Without the images, write out all of the following entries exactly.

» **Recorded data**
- - - - -
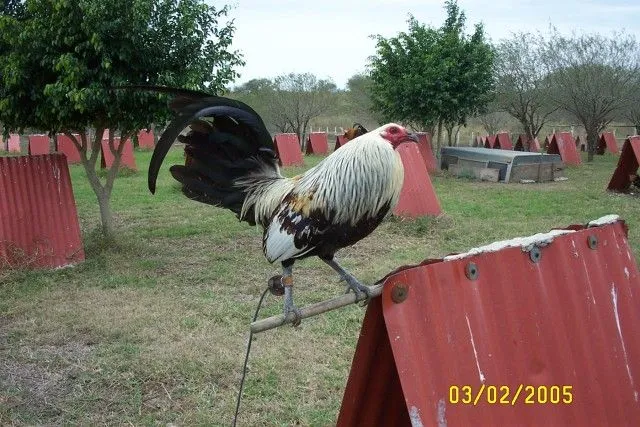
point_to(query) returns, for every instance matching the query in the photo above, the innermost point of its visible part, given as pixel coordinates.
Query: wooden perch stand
(313, 309)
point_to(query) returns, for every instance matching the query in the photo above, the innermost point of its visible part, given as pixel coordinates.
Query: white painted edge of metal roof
(526, 243)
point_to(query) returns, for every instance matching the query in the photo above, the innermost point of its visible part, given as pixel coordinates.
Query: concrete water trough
(501, 165)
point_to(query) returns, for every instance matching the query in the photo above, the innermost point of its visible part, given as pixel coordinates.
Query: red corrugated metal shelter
(67, 147)
(568, 137)
(503, 141)
(288, 149)
(38, 144)
(418, 197)
(424, 144)
(627, 165)
(317, 143)
(127, 159)
(489, 141)
(340, 141)
(522, 144)
(566, 149)
(607, 142)
(14, 143)
(559, 318)
(146, 140)
(39, 226)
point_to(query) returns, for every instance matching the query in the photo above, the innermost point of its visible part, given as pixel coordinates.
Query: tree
(359, 97)
(64, 57)
(259, 93)
(522, 89)
(298, 99)
(493, 121)
(591, 76)
(429, 75)
(632, 109)
(12, 7)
- - - - -
» **Task output**
point_to(query) returns, for every instance matching the query in the photo above, the innermost point of its visible part, given as pixel coordinates.
Query: wooden perch stand
(313, 309)
point_to(query) returns, for every instance matching the query in the photo above, the innermost point of its visible part, given as pixel coordinates.
Query: white painted edge of metal roof
(526, 243)
point_to(query) returns, for every instance matching the query in the photo above, the innermost point of its visible part, given as pixel coordinates.
Query: concrete water trough
(501, 165)
point_to(query) returns, for every instance matching the query in the photo above, the innermost point of its visible part, given as pixel coordinates.
Query: red corrugated metal shelter
(67, 147)
(568, 137)
(503, 141)
(288, 149)
(38, 144)
(418, 197)
(424, 144)
(627, 165)
(317, 143)
(127, 159)
(489, 141)
(340, 141)
(522, 144)
(566, 149)
(607, 142)
(14, 143)
(559, 318)
(146, 140)
(39, 226)
point_to(query) returns, for every instance matching the query in the photo above, the innermost point of its visible part, given as pixel coordinates.
Query: tree
(359, 97)
(64, 57)
(259, 93)
(522, 89)
(298, 99)
(493, 121)
(591, 76)
(429, 75)
(632, 109)
(12, 7)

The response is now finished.